- TASK
What is needed is an exact copy of the lines from the one containing "Query: road marking" through the last line of the records, with no pictures.

Dataset items
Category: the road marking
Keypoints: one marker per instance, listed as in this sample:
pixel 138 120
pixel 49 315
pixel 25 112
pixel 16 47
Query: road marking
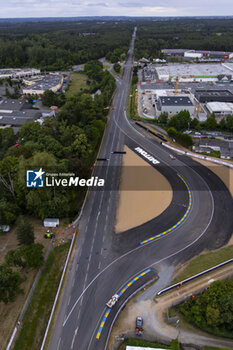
pixel 179 222
pixel 141 246
pixel 122 291
pixel 72 344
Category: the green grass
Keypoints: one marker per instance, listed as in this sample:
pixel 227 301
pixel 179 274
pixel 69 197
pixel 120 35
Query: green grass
pixel 78 81
pixel 204 262
pixel 36 318
pixel 142 343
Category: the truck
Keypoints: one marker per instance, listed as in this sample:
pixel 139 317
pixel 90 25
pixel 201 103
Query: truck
pixel 112 301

- TASK OUTPUT
Query: road marking
pixel 179 222
pixel 141 246
pixel 122 291
pixel 72 344
Category: the green grass
Keypoints: one marker per instance, listed as in this sample:
pixel 227 301
pixel 179 274
pixel 69 197
pixel 120 35
Query: green grass
pixel 78 81
pixel 204 262
pixel 36 318
pixel 142 343
Category: the truck
Keypoints: one marker per instance, listed as in this sample:
pixel 139 317
pixel 90 25
pixel 201 103
Query: truck
pixel 112 301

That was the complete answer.